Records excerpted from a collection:
►

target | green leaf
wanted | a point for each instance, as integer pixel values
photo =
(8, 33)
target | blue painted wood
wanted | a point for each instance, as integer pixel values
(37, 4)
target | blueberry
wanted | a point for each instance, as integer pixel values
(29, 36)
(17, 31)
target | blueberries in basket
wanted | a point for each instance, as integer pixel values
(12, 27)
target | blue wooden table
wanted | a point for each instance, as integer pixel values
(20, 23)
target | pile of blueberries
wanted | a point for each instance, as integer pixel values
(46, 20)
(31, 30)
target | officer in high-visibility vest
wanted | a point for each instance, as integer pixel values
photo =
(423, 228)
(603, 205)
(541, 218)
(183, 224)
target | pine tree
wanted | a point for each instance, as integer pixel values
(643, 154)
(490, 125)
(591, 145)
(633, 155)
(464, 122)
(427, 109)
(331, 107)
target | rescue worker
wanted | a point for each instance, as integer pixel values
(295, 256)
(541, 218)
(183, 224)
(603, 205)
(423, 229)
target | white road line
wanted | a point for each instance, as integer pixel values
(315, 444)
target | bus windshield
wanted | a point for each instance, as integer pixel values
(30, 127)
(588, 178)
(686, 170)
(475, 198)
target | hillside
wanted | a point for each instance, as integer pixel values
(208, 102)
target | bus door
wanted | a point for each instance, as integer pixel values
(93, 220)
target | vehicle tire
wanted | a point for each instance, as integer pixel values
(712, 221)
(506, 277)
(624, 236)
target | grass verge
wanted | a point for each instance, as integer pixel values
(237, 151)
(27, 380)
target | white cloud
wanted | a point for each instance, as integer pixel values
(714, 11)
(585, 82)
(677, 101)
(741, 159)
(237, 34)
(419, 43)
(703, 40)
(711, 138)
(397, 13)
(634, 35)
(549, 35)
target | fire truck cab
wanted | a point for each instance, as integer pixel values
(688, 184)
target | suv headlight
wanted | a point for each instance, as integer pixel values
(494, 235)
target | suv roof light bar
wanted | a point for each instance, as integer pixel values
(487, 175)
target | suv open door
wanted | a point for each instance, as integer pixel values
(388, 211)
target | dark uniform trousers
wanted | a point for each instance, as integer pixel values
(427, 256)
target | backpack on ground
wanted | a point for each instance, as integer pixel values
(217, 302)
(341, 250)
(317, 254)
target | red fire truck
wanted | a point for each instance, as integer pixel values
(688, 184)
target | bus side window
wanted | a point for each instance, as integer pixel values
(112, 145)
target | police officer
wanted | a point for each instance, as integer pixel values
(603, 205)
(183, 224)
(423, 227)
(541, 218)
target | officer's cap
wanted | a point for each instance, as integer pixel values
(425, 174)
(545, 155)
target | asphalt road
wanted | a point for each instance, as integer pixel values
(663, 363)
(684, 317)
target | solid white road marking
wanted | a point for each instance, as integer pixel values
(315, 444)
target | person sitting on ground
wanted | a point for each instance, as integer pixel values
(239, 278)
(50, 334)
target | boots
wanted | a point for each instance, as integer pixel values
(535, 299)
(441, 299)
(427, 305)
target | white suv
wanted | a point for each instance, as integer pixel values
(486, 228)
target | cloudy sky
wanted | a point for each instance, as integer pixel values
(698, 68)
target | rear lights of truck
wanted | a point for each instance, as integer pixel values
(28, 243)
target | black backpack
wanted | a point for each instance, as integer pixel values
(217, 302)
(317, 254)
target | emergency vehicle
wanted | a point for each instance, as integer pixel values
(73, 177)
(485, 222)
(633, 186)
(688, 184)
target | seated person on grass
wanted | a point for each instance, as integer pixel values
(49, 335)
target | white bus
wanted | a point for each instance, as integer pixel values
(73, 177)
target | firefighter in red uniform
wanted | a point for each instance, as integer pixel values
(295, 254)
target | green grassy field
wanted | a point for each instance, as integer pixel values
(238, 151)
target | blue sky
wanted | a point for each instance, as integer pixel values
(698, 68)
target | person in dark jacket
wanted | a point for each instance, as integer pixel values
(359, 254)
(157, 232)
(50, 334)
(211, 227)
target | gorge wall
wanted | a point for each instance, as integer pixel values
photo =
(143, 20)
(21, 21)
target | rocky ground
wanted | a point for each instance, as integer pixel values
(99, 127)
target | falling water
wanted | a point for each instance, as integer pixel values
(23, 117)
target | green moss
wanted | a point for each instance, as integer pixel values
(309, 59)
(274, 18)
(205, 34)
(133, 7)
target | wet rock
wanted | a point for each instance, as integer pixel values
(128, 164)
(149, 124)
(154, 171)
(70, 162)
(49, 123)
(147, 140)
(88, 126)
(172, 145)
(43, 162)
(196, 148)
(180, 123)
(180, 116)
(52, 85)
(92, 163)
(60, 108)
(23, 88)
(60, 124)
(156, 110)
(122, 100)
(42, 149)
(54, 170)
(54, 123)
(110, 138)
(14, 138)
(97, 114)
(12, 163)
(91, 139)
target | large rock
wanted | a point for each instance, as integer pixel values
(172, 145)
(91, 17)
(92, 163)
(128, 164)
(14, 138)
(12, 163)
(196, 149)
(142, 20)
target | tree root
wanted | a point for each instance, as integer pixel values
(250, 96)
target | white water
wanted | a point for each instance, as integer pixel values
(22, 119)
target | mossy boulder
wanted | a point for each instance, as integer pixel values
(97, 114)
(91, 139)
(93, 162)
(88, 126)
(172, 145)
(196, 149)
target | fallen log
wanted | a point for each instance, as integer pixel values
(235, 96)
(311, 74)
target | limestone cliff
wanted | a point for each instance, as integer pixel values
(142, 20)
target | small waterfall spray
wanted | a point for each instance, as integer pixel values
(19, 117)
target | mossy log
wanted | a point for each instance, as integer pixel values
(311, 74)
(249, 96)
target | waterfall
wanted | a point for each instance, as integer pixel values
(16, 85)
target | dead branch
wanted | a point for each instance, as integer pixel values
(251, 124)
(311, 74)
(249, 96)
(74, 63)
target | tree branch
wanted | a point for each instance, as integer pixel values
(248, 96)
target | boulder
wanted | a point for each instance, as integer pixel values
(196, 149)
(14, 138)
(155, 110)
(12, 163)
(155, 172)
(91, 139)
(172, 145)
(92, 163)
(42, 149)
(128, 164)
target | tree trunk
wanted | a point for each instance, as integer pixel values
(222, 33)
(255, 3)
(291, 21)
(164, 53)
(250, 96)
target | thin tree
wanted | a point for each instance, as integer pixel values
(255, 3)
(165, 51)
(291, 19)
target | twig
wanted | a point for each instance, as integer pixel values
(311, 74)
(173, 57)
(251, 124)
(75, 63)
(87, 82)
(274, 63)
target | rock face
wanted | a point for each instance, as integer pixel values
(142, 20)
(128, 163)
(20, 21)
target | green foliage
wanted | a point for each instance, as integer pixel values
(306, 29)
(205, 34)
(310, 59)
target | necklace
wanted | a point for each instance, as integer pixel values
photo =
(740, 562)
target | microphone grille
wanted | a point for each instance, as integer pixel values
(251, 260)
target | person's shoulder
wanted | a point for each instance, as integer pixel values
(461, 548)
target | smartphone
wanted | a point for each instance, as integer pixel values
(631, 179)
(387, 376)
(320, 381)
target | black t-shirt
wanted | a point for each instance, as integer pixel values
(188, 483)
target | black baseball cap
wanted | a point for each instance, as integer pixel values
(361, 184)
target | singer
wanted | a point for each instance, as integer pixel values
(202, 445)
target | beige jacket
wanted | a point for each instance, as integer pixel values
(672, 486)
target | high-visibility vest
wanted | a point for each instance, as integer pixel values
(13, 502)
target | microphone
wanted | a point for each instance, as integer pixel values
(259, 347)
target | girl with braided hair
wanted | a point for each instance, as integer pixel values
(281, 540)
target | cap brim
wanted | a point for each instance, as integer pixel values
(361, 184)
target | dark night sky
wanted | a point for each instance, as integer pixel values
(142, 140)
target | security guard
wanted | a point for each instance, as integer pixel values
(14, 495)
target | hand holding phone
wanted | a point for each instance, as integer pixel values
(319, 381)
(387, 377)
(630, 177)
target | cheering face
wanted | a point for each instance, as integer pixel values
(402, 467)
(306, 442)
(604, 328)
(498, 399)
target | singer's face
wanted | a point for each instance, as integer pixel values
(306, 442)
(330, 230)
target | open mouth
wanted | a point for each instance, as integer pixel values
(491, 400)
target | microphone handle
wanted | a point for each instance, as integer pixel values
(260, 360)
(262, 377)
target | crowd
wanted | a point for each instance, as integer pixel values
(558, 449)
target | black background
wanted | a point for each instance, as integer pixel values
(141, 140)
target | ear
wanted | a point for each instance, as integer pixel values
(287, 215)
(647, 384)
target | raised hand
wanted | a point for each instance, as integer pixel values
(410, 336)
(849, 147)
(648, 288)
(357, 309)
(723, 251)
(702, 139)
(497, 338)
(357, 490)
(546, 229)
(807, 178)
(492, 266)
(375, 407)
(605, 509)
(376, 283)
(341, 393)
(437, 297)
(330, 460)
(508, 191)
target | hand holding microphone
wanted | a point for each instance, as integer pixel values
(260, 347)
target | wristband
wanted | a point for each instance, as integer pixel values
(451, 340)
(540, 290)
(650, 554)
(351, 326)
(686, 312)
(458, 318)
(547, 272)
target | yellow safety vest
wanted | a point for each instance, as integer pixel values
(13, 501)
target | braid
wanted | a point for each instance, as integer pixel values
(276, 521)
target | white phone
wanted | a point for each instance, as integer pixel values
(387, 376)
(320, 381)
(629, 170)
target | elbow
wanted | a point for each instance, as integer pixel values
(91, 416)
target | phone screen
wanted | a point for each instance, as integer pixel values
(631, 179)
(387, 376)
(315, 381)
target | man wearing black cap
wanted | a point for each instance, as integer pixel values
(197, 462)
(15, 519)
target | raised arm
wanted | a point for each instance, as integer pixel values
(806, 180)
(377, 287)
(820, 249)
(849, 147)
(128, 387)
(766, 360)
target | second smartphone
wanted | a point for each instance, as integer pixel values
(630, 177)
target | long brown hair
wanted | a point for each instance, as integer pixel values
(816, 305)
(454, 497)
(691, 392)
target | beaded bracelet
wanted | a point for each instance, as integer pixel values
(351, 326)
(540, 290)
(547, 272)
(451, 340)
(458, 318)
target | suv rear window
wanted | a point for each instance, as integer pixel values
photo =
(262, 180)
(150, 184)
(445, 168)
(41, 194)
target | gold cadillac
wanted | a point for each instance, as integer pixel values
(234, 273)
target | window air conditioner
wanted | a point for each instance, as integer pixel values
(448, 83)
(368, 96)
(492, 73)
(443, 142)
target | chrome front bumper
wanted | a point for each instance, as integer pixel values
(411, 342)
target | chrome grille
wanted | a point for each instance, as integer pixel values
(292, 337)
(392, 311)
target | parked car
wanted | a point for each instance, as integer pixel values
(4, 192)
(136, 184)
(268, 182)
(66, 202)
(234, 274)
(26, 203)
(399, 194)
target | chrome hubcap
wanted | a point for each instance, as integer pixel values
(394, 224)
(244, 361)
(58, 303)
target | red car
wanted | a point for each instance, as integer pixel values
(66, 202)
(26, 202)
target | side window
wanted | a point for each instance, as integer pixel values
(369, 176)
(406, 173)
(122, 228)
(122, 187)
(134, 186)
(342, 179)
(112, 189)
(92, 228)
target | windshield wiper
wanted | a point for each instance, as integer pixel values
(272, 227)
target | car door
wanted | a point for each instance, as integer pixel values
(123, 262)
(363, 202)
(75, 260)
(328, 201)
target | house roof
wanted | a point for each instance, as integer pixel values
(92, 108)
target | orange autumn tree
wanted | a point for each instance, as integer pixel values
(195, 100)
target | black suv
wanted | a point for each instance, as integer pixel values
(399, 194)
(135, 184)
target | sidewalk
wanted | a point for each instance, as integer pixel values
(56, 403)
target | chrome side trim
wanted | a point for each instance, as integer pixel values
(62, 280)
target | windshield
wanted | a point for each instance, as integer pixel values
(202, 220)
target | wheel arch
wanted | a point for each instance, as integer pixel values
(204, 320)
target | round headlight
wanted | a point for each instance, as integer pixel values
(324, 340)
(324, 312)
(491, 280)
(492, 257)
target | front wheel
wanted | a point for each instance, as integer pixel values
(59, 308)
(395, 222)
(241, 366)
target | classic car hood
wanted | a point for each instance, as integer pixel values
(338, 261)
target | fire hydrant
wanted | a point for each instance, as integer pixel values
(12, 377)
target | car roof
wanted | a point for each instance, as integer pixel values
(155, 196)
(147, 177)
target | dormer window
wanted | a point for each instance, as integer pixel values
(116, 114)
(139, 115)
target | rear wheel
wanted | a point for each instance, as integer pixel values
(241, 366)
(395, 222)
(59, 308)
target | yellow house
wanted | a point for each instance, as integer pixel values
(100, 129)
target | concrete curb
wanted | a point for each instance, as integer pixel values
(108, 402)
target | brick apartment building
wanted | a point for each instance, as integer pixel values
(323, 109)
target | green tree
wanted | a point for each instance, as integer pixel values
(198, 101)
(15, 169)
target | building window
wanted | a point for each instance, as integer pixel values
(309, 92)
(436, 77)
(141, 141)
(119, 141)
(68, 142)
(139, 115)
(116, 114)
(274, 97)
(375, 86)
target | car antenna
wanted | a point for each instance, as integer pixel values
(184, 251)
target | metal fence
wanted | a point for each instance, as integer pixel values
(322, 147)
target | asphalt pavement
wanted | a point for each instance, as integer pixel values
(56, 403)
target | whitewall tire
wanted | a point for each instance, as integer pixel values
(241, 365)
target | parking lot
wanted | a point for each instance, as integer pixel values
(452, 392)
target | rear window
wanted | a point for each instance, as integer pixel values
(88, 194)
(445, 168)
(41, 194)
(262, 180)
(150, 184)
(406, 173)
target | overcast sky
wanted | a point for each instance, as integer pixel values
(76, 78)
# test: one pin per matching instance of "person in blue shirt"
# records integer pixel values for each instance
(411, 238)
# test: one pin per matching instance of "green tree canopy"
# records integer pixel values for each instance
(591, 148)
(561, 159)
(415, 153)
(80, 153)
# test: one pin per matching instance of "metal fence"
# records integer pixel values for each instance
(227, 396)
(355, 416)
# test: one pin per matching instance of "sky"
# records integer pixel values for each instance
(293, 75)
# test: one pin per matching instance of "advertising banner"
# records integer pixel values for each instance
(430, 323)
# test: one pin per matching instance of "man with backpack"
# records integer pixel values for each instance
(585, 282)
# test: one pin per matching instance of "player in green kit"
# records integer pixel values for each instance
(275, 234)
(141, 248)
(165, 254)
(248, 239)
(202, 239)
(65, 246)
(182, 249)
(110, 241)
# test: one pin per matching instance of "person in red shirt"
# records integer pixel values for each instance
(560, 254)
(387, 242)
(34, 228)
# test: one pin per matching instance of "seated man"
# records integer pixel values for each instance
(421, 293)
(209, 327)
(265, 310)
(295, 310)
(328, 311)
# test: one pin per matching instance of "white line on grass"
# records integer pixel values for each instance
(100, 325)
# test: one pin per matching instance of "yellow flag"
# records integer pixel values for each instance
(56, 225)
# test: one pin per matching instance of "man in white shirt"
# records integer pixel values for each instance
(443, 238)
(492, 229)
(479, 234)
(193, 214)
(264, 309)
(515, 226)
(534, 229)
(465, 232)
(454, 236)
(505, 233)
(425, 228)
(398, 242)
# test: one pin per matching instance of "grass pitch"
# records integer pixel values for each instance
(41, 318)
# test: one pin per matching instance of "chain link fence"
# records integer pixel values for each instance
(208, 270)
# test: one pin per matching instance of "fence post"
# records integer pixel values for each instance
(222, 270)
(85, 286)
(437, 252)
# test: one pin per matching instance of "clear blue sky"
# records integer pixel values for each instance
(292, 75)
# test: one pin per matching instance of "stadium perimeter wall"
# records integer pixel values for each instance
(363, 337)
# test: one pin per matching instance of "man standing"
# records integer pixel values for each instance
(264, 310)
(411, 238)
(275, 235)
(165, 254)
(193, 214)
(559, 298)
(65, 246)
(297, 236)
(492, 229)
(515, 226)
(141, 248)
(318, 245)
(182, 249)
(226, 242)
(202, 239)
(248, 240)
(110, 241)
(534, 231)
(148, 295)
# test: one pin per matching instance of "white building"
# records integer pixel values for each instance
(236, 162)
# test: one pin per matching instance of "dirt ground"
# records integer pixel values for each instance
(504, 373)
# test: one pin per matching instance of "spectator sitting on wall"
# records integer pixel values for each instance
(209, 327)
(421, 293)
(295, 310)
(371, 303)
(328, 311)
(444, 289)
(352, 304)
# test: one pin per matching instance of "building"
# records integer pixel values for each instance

◄

== What to do ==
Output each line exactly, from the first line of the data down to the line that contains "target | pine tree", both included.

== Solution for this exercise ==
target | green leaf
wanted | a point for each instance, as integer pixel values
photo =
(8, 33)
target | blue painted wood
wanted | a point for each instance, as integer pixel values
(37, 4)
target | blueberry
wanted | a point for each instance, as integer pixel values
(29, 36)
(17, 31)
target | blueberries in basket
wanted | a point for each instance, as integer pixel values
(12, 27)
target | blue wooden table
wanted | a point for each instance, as integer pixel values
(20, 23)
target | pile of blueberries
wanted | a point for each instance, as integer pixel values
(46, 20)
(31, 30)
target | officer in high-visibility vest
wanted | a point for each instance, as integer pixel values
photo =
(423, 228)
(603, 205)
(541, 218)
(183, 224)
target | pine tree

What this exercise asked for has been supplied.